◆ Your goal ◆
Which lines in the material below contain the string "baking"? Copy each of them, counting a line only when the case matches.

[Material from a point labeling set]
# # # # # # #

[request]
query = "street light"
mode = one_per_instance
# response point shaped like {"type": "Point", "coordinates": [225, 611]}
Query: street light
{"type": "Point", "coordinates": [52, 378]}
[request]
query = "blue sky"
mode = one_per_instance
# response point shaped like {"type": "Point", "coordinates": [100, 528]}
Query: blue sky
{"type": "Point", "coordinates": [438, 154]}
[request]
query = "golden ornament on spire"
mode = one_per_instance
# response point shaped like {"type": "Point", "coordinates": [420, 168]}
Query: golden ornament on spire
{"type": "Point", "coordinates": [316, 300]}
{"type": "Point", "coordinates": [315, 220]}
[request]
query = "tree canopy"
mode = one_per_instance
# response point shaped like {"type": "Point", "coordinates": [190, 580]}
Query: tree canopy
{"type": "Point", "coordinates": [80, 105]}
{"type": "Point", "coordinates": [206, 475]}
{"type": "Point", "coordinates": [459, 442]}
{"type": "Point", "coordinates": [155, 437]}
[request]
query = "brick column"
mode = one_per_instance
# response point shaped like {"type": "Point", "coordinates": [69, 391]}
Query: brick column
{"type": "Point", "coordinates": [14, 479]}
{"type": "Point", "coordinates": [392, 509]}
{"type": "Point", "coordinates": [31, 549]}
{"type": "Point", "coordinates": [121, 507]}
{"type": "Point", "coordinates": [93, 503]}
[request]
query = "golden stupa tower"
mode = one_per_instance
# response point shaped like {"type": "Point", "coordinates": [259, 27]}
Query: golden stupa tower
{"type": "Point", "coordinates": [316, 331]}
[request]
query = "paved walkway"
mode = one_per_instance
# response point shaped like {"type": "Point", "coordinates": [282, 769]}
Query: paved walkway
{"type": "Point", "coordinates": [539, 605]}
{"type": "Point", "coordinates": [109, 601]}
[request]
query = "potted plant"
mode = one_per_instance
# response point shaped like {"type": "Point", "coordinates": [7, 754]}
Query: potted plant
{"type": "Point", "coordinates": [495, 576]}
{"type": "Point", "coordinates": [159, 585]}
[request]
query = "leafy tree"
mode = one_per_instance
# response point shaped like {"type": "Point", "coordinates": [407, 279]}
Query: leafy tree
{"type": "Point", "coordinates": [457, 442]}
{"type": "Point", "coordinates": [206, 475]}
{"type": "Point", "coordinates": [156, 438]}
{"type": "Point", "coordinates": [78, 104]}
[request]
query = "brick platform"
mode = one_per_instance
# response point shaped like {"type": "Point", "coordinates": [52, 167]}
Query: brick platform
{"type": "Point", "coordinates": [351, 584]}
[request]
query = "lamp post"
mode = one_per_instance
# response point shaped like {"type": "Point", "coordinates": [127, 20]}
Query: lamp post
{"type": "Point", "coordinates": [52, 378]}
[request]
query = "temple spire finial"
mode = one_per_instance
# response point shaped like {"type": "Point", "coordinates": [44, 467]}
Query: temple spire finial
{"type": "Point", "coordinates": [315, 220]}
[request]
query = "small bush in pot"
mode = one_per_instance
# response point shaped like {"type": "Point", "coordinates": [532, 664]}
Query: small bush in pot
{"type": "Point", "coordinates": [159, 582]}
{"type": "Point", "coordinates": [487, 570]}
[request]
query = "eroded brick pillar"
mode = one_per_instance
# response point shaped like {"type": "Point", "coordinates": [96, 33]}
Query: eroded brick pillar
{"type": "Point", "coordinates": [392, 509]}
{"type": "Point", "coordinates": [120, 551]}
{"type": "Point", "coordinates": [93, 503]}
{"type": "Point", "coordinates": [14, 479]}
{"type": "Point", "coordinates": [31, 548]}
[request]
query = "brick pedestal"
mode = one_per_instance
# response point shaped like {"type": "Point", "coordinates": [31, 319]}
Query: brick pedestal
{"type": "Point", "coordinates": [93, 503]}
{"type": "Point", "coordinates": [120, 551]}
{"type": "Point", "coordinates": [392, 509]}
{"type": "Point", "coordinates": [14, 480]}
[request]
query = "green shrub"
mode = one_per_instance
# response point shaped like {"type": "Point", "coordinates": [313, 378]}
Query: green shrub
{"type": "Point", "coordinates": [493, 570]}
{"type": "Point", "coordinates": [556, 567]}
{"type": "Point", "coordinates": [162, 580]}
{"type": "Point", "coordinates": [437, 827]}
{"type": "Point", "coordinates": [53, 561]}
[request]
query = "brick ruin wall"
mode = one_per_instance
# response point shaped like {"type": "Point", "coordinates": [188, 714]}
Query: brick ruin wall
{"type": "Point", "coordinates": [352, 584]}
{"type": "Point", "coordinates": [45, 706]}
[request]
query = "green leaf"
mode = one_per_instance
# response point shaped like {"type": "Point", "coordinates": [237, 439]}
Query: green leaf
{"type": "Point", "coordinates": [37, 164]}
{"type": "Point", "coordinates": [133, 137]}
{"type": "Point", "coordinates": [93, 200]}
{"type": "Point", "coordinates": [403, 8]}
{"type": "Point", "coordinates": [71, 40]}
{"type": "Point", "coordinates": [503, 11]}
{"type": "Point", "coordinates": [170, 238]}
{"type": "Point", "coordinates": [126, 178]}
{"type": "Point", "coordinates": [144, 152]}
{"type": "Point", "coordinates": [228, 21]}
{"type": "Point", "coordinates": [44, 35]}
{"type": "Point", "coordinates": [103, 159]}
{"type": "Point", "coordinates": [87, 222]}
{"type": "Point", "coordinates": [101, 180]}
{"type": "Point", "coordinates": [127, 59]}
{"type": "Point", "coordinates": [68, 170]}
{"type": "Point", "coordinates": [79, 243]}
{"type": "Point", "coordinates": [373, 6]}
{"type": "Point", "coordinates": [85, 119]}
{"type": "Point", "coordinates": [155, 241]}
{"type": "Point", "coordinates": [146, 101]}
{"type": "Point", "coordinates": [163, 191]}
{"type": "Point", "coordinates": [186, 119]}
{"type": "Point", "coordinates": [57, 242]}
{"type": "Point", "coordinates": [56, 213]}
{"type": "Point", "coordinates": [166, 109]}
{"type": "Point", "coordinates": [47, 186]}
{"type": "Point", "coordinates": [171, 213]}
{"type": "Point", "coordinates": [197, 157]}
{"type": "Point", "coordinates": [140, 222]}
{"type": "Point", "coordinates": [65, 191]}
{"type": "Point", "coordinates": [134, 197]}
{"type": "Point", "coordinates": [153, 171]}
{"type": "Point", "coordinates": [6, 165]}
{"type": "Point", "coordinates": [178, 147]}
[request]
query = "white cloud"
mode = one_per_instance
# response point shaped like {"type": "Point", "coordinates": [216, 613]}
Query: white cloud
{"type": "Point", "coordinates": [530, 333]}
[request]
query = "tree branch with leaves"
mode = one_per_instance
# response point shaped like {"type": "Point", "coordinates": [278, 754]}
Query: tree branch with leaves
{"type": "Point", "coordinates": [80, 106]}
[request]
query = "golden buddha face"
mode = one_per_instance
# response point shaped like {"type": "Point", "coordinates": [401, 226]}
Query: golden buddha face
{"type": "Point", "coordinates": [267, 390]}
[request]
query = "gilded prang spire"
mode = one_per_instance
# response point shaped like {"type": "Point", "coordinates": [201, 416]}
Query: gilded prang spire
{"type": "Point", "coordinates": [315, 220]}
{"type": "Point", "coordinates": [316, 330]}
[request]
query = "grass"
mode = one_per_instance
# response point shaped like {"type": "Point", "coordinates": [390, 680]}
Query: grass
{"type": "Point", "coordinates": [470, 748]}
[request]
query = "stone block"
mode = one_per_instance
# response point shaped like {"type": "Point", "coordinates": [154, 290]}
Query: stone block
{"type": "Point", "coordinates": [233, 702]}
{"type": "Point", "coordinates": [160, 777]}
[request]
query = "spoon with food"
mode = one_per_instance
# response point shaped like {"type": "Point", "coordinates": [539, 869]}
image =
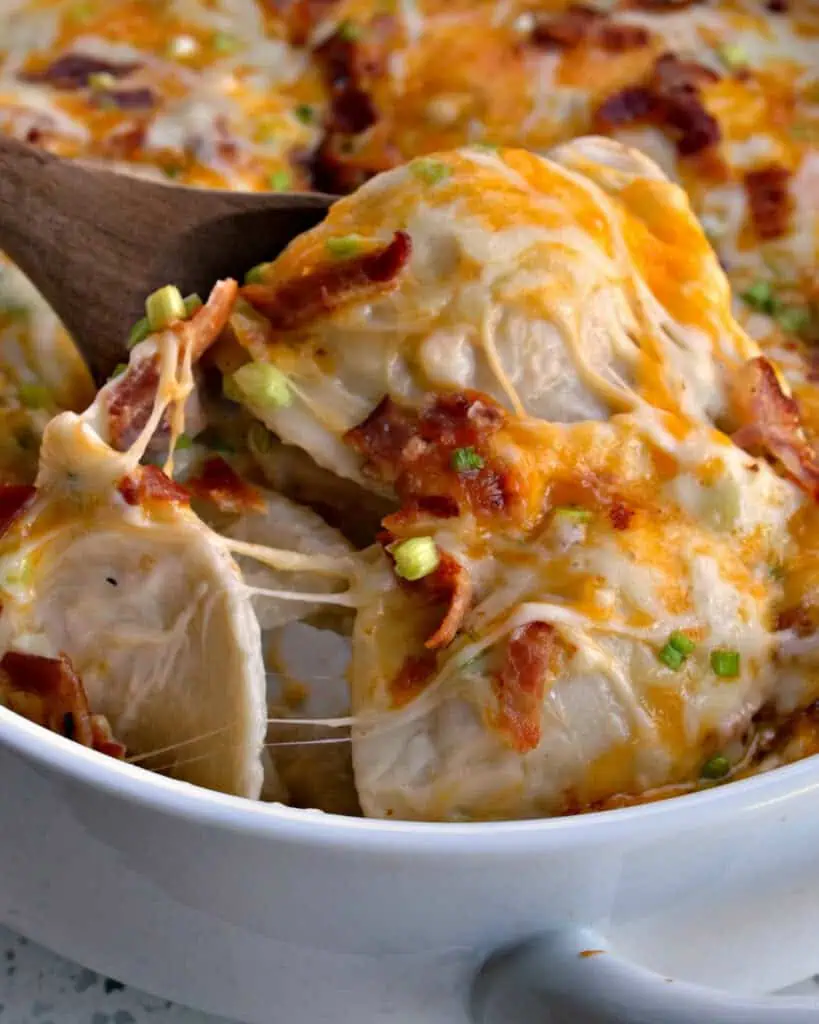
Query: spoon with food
{"type": "Point", "coordinates": [95, 243]}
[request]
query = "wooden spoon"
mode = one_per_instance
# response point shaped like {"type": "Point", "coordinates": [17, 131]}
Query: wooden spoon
{"type": "Point", "coordinates": [95, 243]}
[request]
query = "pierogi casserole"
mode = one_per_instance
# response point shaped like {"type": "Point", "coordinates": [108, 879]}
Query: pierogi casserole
{"type": "Point", "coordinates": [493, 496]}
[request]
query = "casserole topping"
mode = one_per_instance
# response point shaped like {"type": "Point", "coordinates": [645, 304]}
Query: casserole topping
{"type": "Point", "coordinates": [555, 390]}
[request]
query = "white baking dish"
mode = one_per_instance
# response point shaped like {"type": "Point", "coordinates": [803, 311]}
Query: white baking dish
{"type": "Point", "coordinates": [267, 913]}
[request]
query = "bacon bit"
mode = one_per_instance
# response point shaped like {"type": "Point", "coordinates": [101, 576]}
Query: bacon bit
{"type": "Point", "coordinates": [413, 678]}
{"type": "Point", "coordinates": [220, 484]}
{"type": "Point", "coordinates": [620, 514]}
{"type": "Point", "coordinates": [339, 165]}
{"type": "Point", "coordinates": [387, 440]}
{"type": "Point", "coordinates": [73, 71]}
{"type": "Point", "coordinates": [448, 583]}
{"type": "Point", "coordinates": [48, 691]}
{"type": "Point", "coordinates": [671, 99]}
{"type": "Point", "coordinates": [769, 201]}
{"type": "Point", "coordinates": [587, 25]}
{"type": "Point", "coordinates": [148, 483]}
{"type": "Point", "coordinates": [13, 500]}
{"type": "Point", "coordinates": [128, 99]}
{"type": "Point", "coordinates": [531, 656]}
{"type": "Point", "coordinates": [330, 286]}
{"type": "Point", "coordinates": [796, 619]}
{"type": "Point", "coordinates": [771, 424]}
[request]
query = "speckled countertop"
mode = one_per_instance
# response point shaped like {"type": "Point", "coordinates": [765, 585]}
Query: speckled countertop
{"type": "Point", "coordinates": [37, 987]}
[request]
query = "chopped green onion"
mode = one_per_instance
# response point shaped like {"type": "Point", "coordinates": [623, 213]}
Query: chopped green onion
{"type": "Point", "coordinates": [725, 663]}
{"type": "Point", "coordinates": [101, 81]}
{"type": "Point", "coordinates": [672, 657]}
{"type": "Point", "coordinates": [794, 320]}
{"type": "Point", "coordinates": [466, 460]}
{"type": "Point", "coordinates": [192, 304]}
{"type": "Point", "coordinates": [349, 32]}
{"type": "Point", "coordinates": [676, 650]}
{"type": "Point", "coordinates": [139, 332]}
{"type": "Point", "coordinates": [573, 513]}
{"type": "Point", "coordinates": [223, 42]}
{"type": "Point", "coordinates": [279, 180]}
{"type": "Point", "coordinates": [716, 767]}
{"type": "Point", "coordinates": [256, 273]}
{"type": "Point", "coordinates": [164, 306]}
{"type": "Point", "coordinates": [415, 558]}
{"type": "Point", "coordinates": [34, 395]}
{"type": "Point", "coordinates": [430, 171]}
{"type": "Point", "coordinates": [263, 385]}
{"type": "Point", "coordinates": [760, 297]}
{"type": "Point", "coordinates": [343, 247]}
{"type": "Point", "coordinates": [682, 643]}
{"type": "Point", "coordinates": [733, 56]}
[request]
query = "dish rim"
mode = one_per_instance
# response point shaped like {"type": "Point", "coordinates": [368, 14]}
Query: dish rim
{"type": "Point", "coordinates": [421, 839]}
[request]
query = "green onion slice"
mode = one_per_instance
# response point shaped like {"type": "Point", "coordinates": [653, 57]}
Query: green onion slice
{"type": "Point", "coordinates": [344, 246]}
{"type": "Point", "coordinates": [466, 460]}
{"type": "Point", "coordinates": [262, 385]}
{"type": "Point", "coordinates": [573, 513]}
{"type": "Point", "coordinates": [716, 767]}
{"type": "Point", "coordinates": [725, 664]}
{"type": "Point", "coordinates": [430, 171]}
{"type": "Point", "coordinates": [164, 306]}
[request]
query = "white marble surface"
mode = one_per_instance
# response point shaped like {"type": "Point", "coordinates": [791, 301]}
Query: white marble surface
{"type": "Point", "coordinates": [37, 987]}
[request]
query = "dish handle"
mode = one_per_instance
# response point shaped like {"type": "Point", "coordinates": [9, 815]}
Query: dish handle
{"type": "Point", "coordinates": [573, 977]}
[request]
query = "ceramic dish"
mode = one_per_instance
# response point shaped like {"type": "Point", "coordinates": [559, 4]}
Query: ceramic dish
{"type": "Point", "coordinates": [267, 913]}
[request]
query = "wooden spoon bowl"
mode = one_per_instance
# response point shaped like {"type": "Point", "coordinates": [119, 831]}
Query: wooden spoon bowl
{"type": "Point", "coordinates": [95, 243]}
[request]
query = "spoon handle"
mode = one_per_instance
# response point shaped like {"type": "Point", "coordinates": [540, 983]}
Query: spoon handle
{"type": "Point", "coordinates": [95, 243]}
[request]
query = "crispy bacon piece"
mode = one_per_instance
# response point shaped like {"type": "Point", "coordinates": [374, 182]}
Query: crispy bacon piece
{"type": "Point", "coordinates": [771, 424]}
{"type": "Point", "coordinates": [48, 691]}
{"type": "Point", "coordinates": [413, 451]}
{"type": "Point", "coordinates": [141, 98]}
{"type": "Point", "coordinates": [148, 483]}
{"type": "Point", "coordinates": [449, 583]}
{"type": "Point", "coordinates": [531, 659]}
{"type": "Point", "coordinates": [73, 71]}
{"type": "Point", "coordinates": [331, 285]}
{"type": "Point", "coordinates": [351, 67]}
{"type": "Point", "coordinates": [131, 396]}
{"type": "Point", "coordinates": [769, 201]}
{"type": "Point", "coordinates": [13, 500]}
{"type": "Point", "coordinates": [220, 484]}
{"type": "Point", "coordinates": [130, 402]}
{"type": "Point", "coordinates": [413, 677]}
{"type": "Point", "coordinates": [580, 24]}
{"type": "Point", "coordinates": [340, 165]}
{"type": "Point", "coordinates": [671, 99]}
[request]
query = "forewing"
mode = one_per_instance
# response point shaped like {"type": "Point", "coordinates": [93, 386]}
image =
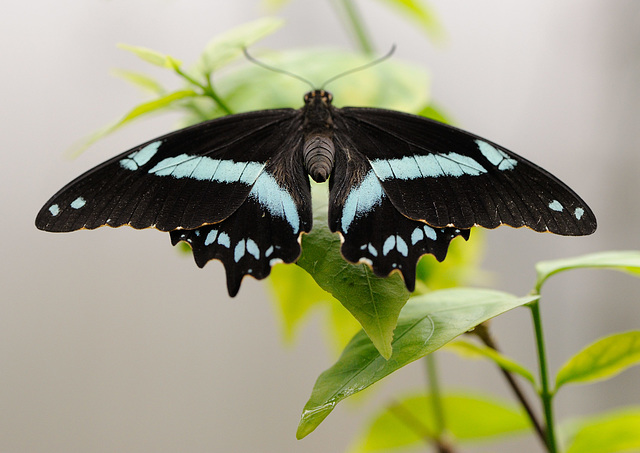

# # # # # # #

◆ Answer in full ◆
query = "white baking dish"
Query: white baking dish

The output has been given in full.